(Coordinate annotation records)
::::::::

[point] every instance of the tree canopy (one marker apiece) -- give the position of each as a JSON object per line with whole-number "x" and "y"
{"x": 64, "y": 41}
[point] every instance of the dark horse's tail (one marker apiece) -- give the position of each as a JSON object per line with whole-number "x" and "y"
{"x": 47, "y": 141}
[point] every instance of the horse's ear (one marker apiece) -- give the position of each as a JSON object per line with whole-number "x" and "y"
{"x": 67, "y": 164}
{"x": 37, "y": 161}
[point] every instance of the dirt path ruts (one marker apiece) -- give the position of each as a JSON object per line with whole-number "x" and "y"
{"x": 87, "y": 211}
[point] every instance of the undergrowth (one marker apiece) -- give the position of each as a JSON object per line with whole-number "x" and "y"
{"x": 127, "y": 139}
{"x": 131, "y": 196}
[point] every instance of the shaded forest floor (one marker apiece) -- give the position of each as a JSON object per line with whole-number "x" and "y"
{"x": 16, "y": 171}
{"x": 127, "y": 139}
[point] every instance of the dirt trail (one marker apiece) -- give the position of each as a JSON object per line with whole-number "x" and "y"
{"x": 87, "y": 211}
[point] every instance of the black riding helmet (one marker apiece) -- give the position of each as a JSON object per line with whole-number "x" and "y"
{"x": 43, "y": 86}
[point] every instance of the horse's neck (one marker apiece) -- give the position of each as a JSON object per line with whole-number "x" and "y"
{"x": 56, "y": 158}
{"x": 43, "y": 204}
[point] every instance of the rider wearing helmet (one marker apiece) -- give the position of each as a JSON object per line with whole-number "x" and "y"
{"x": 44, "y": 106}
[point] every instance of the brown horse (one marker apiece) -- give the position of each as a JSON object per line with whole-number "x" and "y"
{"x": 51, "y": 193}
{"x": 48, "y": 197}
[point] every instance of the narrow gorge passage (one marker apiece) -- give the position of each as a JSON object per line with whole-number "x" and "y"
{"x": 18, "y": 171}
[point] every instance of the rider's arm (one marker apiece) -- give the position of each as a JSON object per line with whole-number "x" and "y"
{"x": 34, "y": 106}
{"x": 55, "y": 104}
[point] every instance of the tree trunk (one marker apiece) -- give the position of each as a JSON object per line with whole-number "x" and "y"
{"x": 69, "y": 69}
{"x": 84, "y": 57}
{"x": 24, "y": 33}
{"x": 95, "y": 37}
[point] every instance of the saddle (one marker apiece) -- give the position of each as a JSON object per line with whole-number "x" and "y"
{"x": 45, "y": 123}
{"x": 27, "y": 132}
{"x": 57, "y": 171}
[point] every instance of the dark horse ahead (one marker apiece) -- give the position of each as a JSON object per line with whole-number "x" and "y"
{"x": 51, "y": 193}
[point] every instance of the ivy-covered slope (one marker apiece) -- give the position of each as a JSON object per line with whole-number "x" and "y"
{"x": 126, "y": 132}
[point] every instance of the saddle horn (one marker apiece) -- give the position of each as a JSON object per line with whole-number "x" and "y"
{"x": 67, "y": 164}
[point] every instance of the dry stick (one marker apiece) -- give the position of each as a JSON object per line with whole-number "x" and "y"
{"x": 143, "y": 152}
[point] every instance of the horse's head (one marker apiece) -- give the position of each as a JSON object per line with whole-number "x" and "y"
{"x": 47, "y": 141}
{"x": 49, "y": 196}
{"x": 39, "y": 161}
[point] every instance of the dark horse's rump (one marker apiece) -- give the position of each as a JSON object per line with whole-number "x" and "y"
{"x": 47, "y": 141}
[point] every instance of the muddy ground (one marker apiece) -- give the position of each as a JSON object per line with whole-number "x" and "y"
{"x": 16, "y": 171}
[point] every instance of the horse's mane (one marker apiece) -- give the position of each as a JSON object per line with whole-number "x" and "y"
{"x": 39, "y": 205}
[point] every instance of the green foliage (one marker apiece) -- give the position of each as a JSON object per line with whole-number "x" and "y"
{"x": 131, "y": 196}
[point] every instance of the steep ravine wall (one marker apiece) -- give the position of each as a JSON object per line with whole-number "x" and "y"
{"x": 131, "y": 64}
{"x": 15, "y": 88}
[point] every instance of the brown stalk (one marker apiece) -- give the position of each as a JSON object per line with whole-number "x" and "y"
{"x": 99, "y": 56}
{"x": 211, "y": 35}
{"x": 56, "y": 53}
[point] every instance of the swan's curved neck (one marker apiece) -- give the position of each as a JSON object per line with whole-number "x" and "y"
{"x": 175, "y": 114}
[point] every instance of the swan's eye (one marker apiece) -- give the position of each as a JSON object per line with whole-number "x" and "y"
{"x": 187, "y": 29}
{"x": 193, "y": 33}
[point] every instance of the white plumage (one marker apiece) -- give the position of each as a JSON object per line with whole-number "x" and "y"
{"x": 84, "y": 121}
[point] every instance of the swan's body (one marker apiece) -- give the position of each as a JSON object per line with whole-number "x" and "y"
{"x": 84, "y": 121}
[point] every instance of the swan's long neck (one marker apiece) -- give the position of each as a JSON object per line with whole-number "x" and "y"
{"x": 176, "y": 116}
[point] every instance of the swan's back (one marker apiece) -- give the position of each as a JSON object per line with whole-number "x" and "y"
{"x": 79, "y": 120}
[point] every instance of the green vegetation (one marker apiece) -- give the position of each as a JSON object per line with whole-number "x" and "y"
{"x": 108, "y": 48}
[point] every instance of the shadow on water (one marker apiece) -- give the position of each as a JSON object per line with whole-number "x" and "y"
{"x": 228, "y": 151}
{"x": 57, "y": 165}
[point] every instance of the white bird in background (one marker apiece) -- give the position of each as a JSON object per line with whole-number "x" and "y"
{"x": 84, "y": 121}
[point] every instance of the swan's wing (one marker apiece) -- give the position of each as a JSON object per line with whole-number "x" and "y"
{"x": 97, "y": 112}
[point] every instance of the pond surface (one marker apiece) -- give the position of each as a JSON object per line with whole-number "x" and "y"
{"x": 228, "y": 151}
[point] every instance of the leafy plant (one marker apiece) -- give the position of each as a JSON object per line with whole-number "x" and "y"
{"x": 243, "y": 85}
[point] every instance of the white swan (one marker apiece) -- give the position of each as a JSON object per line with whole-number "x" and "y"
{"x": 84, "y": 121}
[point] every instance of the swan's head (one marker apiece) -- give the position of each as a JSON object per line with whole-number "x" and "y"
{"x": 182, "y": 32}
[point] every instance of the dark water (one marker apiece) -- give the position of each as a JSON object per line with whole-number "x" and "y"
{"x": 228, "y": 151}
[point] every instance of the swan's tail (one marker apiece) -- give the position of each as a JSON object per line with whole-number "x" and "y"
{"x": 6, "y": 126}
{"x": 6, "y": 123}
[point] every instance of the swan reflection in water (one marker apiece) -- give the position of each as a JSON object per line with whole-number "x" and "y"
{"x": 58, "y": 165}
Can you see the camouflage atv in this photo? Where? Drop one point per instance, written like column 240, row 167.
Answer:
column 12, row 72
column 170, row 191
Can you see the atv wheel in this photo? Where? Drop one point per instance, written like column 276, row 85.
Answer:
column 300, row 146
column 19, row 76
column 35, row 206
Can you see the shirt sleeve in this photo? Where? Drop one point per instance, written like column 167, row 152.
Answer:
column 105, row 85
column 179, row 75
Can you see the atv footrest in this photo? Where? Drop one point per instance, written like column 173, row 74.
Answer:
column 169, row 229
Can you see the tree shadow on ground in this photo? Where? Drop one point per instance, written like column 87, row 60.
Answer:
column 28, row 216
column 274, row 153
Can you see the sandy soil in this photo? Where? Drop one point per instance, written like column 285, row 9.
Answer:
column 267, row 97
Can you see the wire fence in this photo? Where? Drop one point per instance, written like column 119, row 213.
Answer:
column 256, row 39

::::::::

▶ **To do**: Output each record precisely as given.

▶ **Expected answer**:
[point] every instance of the tree canopy (one marker apiece) -- give the position of each as a JSON object per line with whole-number "x" and "y"
{"x": 64, "y": 41}
[point] every instance of the dark horse's tail (one marker apiece) -- give the position of each as a JSON object per line with whole-number "x" and "y"
{"x": 47, "y": 141}
[point] every instance of the horse's ear (one marker apiece) -- give the position of each as a JSON object per line with whole-number "x" and "y"
{"x": 67, "y": 164}
{"x": 37, "y": 161}
[point] every instance of the dirt path ruts (one marker apiece) -- give the position of each as a JSON object per line with whole-number "x" and "y"
{"x": 87, "y": 211}
[point] every instance of the undergrowth (one marker apiece) -- give the position of each as a JSON object per line with whole-number "x" and "y"
{"x": 127, "y": 139}
{"x": 131, "y": 196}
[point] every instance of the shaded forest floor (one marker apiece) -- give the position of each as a JSON object per line with whole-number "x" and "y"
{"x": 16, "y": 171}
{"x": 127, "y": 139}
[point] every instance of the dirt trail (one marker apiece) -- give the position of each as a JSON object per line with whole-number "x" and "y"
{"x": 87, "y": 211}
[point] every instance of the black riding helmet (one marker apiece) -- give the position of each as a JSON object per line with whole-number "x" and "y"
{"x": 43, "y": 86}
[point] every instance of the horse's neck (one marker apiece) -- give the position of each as a JSON object per line with whole-number "x" and "y"
{"x": 56, "y": 158}
{"x": 43, "y": 204}
[point] every instance of the rider wearing helmet (one marker apiece) -- give the position of each as a JSON object per line with whole-number "x" and "y"
{"x": 44, "y": 106}
[point] every instance of the brown horse (one marker apiece) -- give the position of each as a JSON object per line with whole-number "x" and "y"
{"x": 51, "y": 193}
{"x": 48, "y": 197}
[point] every instance of the narrow gorge passage (one marker apiece) -- give the position of each as a JSON object per line with whole-number "x" and "y"
{"x": 18, "y": 171}
[point] every instance of the rider's arm (one marker apiece) -- give the position of each as a JSON object per line with whole-number "x" and "y"
{"x": 34, "y": 106}
{"x": 55, "y": 104}
[point] every instance of the tree trunk (one marker apiece) -- give the position of each as a JSON object per line with whole-number "x" and "y"
{"x": 69, "y": 69}
{"x": 84, "y": 57}
{"x": 24, "y": 33}
{"x": 95, "y": 37}
[point] every instance of the saddle (one marker apiece) -- give the position of each as a JSON object per line with whole-number "x" and "y"
{"x": 45, "y": 123}
{"x": 27, "y": 132}
{"x": 57, "y": 171}
[point] every instance of the dark horse ahead (one marker apiece) -- give the position of each as a JSON object per line with whole-number "x" and "y"
{"x": 51, "y": 193}
[point] every instance of the ivy-covered slope (one marker apiece) -- give the position of each as a JSON object per line with whole-number "x" and "y"
{"x": 126, "y": 132}
[point] every instance of the saddle horn (one marker apiece) -- give the position of each as a JSON object per line with whole-number "x" and "y"
{"x": 67, "y": 164}
[point] every instance of the dry stick (one marker apiece) -- give the position of each as a JSON object per line with whole-number "x" and "y"
{"x": 143, "y": 152}
[point] every instance of the horse's head (one marker apiece) -- give the position of each as a JSON object per line with whole-number "x" and "y"
{"x": 47, "y": 141}
{"x": 49, "y": 196}
{"x": 39, "y": 161}
[point] every instance of the dark horse's rump (one marker apiece) -- give the position of each as a JSON object per line with whole-number "x" and "y"
{"x": 47, "y": 141}
[point] every instance of the muddy ground (one marker apiece) -- give the position of each as a JSON object per line with whole-number "x" and "y"
{"x": 16, "y": 171}
[point] every instance of the horse's mane (one marker apiece) -- give the position of each as a JSON object per line with whole-number "x" and "y"
{"x": 39, "y": 205}
[point] every instance of the green foliage (one marker apiece) -- give the position of each as a JSON object per line with whole-number "x" and "y"
{"x": 131, "y": 196}
[point] every instance of the steep ravine wall (one marker apiece) -- give the position of each as a JSON object per line with whole-number "x" and "y"
{"x": 131, "y": 64}
{"x": 15, "y": 88}
[point] every instance of the brown stalk (one marker apiece) -- give the position of each as a JSON object per line with whole-number "x" and "y"
{"x": 99, "y": 56}
{"x": 211, "y": 35}
{"x": 56, "y": 53}
[point] every instance of the swan's curved neck (one marker apiece) -- give the position of each as a JSON object per line with whole-number "x" and "y"
{"x": 175, "y": 114}
[point] every instance of the swan's eye (one marker apiece) -- give the position of each as a JSON object per line with whole-number "x" and "y"
{"x": 187, "y": 29}
{"x": 193, "y": 33}
[point] every instance of the white plumage (one marker apiece) -- give the position of each as a JSON object per line with whole-number "x" and "y"
{"x": 84, "y": 121}
[point] every instance of the swan's body (one marker apiece) -- give the position of each as a JSON object per line with whole-number "x" and "y"
{"x": 84, "y": 121}
[point] every instance of the swan's long neck (one marker apiece) -- give the position of each as a JSON object per line with whole-number "x" and "y"
{"x": 176, "y": 116}
[point] every instance of the swan's back (one marker apiece) -- give the position of each as a JSON object per line with whole-number "x" and "y"
{"x": 79, "y": 120}
[point] every instance of the green vegetation (one marker apiece) -- give the position of each as a JSON object per line with whole-number "x" and "y"
{"x": 108, "y": 48}
[point] every instance of the shadow on water (one marker apiece) -- give the position of each as a JSON object per line with whole-number "x" and "y"
{"x": 228, "y": 151}
{"x": 57, "y": 165}
[point] every instance of the white bird in background (one marker apiece) -- give the position of each as a JSON object per line with whole-number "x" and "y"
{"x": 84, "y": 121}
[point] every instance of the swan's wing (one marker apiece) -- give the position of each as a JSON object per line with whole-number "x" and "y"
{"x": 97, "y": 112}
[point] every instance of the pond surface (one marker apiece) -- give the position of each as a JSON object per line with whole-number "x" and "y"
{"x": 228, "y": 151}
[point] every instance of the leafy plant (one marker apiece) -- give the position of each as a JSON object per line with whole-number "x" and "y"
{"x": 243, "y": 85}
[point] every instance of the white swan (one marker apiece) -- give the position of each as a JSON object per line with whole-number "x" and "y"
{"x": 84, "y": 121}
[point] every instance of the swan's head (one marker apiece) -- give the position of each as a JSON object per line with whole-number "x" and "y"
{"x": 182, "y": 32}
[point] every instance of the dark water (one marker apiece) -- give the position of each as a JSON object per line with whole-number "x" and "y"
{"x": 228, "y": 151}
[point] every instance of the swan's tail (one marker apiece) -- give the position of each as a JSON object per line with whole-number "x" and "y"
{"x": 6, "y": 126}
{"x": 6, "y": 123}
[point] every instance of the swan reflection in water (one marker apiece) -- give the position of each as a JSON object per line with whole-number "x" and "y"
{"x": 58, "y": 165}
Can you see the camouflage atv in this photo? Where? Drop one point per instance, written like column 240, row 167.
Answer:
column 12, row 72
column 170, row 191
Can you see the atv wheel in this photo? Where? Drop one point per instance, written like column 276, row 85.
Answer:
column 300, row 146
column 19, row 76
column 35, row 206
Can you see the shirt sleeve in this photo? Where? Drop one point per instance, written like column 167, row 152.
Answer:
column 105, row 85
column 179, row 75
Can you see the atv footrest in this photo? Where? Drop one point per instance, written like column 173, row 74.
Answer:
column 169, row 229
Can you see the tree shadow on ground in this photo? Where? Drop one point per instance, written like column 87, row 60.
Answer:
column 28, row 216
column 274, row 153
Can you see the sandy soil in this photo? Where? Drop one point per instance, written like column 285, row 9.
Answer:
column 267, row 97
Can you see the wire fence in this photo? Where? Drop one point per instance, written like column 119, row 213.
Answer:
column 256, row 39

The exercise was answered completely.